• [MATERIALS PROVIDED]
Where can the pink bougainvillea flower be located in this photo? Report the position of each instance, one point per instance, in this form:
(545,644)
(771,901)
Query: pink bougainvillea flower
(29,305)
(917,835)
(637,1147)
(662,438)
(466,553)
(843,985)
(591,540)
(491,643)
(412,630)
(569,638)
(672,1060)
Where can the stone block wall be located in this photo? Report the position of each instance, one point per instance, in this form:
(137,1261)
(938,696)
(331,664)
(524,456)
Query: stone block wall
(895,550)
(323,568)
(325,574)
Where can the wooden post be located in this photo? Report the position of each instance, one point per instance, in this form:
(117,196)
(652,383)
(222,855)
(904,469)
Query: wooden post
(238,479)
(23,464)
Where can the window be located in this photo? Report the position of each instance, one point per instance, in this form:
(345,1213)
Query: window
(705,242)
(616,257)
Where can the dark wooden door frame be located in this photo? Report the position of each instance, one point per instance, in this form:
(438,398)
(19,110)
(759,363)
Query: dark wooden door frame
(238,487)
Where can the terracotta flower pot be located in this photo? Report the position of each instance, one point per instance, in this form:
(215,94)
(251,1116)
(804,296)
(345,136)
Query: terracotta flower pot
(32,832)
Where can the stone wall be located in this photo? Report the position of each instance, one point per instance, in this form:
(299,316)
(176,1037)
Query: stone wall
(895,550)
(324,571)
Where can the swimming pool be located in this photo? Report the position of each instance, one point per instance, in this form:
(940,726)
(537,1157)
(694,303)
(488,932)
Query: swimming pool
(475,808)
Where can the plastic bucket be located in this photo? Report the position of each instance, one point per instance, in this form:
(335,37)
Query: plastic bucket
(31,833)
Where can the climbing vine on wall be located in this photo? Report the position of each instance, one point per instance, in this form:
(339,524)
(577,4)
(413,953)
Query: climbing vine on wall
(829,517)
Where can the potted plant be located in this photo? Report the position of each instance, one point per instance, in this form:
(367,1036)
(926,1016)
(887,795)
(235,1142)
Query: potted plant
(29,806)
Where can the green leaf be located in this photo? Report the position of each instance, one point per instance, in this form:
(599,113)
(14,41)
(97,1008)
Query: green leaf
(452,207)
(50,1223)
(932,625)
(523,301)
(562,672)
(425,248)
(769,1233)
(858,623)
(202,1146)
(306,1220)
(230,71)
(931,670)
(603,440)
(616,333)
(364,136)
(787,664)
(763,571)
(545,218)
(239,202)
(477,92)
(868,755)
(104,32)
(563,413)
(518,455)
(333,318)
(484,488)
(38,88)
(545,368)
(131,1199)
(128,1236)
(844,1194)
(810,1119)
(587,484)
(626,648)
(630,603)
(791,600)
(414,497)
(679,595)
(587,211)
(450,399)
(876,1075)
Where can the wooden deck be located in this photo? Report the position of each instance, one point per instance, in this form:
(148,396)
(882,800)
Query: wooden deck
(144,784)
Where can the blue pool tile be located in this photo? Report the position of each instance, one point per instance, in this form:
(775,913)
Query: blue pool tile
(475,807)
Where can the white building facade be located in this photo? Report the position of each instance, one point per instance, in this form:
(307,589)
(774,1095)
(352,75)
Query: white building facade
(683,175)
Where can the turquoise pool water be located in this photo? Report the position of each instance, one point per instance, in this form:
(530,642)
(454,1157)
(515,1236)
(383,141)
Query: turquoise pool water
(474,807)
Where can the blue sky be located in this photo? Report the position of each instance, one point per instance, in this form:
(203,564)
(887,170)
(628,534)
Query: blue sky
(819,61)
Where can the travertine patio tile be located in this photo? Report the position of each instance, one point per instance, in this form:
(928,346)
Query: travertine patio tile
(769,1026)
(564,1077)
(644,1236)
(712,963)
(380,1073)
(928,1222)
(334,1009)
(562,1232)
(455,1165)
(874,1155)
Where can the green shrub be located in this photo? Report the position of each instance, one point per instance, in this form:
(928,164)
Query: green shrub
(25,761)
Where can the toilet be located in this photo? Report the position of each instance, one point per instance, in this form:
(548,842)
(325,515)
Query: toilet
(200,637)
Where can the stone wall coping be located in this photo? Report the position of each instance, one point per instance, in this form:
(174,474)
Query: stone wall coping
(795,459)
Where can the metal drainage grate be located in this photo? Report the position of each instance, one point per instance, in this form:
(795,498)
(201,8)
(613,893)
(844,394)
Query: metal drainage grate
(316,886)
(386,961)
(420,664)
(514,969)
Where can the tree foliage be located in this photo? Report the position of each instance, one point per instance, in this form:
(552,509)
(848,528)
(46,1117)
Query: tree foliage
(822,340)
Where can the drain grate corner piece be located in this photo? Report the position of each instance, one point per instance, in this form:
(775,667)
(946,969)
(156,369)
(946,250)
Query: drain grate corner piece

• [WHAT IS EXPECTED]
Copy every line of the records above word for word, with nothing changed or left out.

• [SOLUTION TO THIS PROBLEM]
Where can the pink bougainvillea flower be located in this photo? Report the position of each instance, one point per instance, in this form:
(545,644)
(771,901)
Query: pink bougainvillea flower
(29,305)
(917,835)
(637,1147)
(662,438)
(466,553)
(843,985)
(591,540)
(491,643)
(412,630)
(569,638)
(672,1060)
Where can the stone block wall be located in this photo? Report the position of each instance, one point per instance, in this form:
(137,1261)
(938,696)
(331,664)
(524,456)
Query: stone block wall
(895,550)
(323,568)
(325,574)
Where can the wooden post be located in this photo? Report the position of each instance, one point per instance, in this form:
(117,196)
(652,383)
(222,855)
(904,469)
Query: wooden post
(238,479)
(23,464)
Where can the window be located in this photo? Report the position of each instance, one point per instance, in this form:
(345,1213)
Query: window
(705,242)
(616,257)
Where can the dark wooden door frame be located in this photo? Report the position of each instance, one point per instance, in this form:
(438,398)
(19,110)
(759,363)
Query: dark wooden door frame
(238,487)
Where can the terracotta flower pot be located in this photo? Report the position of each instance, one point per instance, in this form:
(215,94)
(251,1116)
(804,296)
(345,136)
Query: terracotta flower pot
(32,832)
Where can the stone wall be located in this photo? Report the position of each instance, one point per instance, in this form:
(299,316)
(176,1037)
Query: stone wall
(895,550)
(324,571)
Where can the swimming pool be located in this photo? Report the position of each instance, one point per instance, in this form:
(940,726)
(537,1157)
(694,303)
(488,932)
Query: swimming pool
(475,808)
Where can the plastic bucket be located in this photo? Report the position of each instance, one point per instance, in this form:
(335,37)
Query: plastic bucket
(31,833)
Where can the climbing vine on wall be located in this photo? Report the position of each instance, one point per instance, in this form:
(339,524)
(577,4)
(413,953)
Query: climbing vine on wall
(829,517)
Where can the potted plant be located in this photo? Report the position of each instance, one point per instance, in this form:
(367,1036)
(926,1016)
(887,795)
(235,1142)
Query: potted plant
(29,806)
Where can the green leaf be located in this photo? Report the position of each instance, one point per instance, in this form:
(599,113)
(14,41)
(97,1008)
Query: green leaf
(452,207)
(50,1223)
(932,625)
(523,301)
(562,672)
(425,248)
(769,1233)
(858,623)
(202,1146)
(306,1220)
(230,71)
(931,670)
(603,440)
(616,333)
(364,136)
(787,664)
(763,571)
(545,218)
(239,202)
(477,92)
(868,755)
(104,32)
(563,413)
(518,455)
(333,318)
(484,488)
(38,88)
(545,368)
(131,1199)
(128,1236)
(844,1194)
(810,1119)
(587,484)
(626,648)
(630,603)
(791,600)
(414,497)
(679,595)
(587,211)
(450,399)
(876,1075)
Where can the wooden deck be located in this photo? Report the position of each instance, one point per instance, in this form:
(148,396)
(882,800)
Query: wooden deck
(144,784)
Where can the blue pool tile be located in this photo? Report the position of each instance, one point per instance, in this form:
(775,913)
Query: blue pool tile
(475,807)
Where can the white building facade be located in this photo? Report the position of each instance, one point per instance, in this form:
(307,589)
(774,1095)
(352,75)
Query: white building facade
(683,175)
Where can the turquoise pool water be located in this photo? Report the position of each instance, one point per instance, in this form:
(530,642)
(454,1157)
(515,1236)
(383,141)
Query: turquoise pool water
(474,807)
Where can the blue sky be located in this photo? Report the position of each instance, one point per instance, in this form:
(203,564)
(887,170)
(628,534)
Query: blue sky
(819,61)
Where can the travertine patio tile be located in this photo? Report the position of each instance, one point per instance, in this form:
(928,346)
Query: travertine patio tile
(769,1026)
(564,1077)
(644,1236)
(712,963)
(380,1073)
(928,1222)
(334,1009)
(562,1232)
(455,1165)
(874,1155)
Where can the green shrub be located in this photo? Report the position of each instance, one point per instance, in this form:
(928,164)
Query: green shrub
(25,761)
Where can the toilet be located in this photo? Report the position of each instance, one point per instance, in this form:
(548,842)
(325,515)
Query: toilet
(200,637)
Where can the stone wall coping be located in this photo? Report the position of each instance, one point per instance, in this form:
(174,474)
Query: stone wall coping
(795,459)
Where can the metal drainage grate be located in this photo? Report the position of each instance, one point per instance, in this form:
(795,498)
(201,8)
(613,893)
(844,394)
Query: metal drainage grate
(316,886)
(386,961)
(420,664)
(514,969)
Where can the tree foliage be located in this photo? Report the position of each instance, one point per instance, in this form:
(552,509)
(848,528)
(46,1117)
Query: tree foliage
(822,340)
Where can the drain grate corner piece be located in this photo? Report the position of each instance, one point per instance, in this form:
(775,667)
(946,969)
(156,369)
(946,250)
Query: drain grate corner piece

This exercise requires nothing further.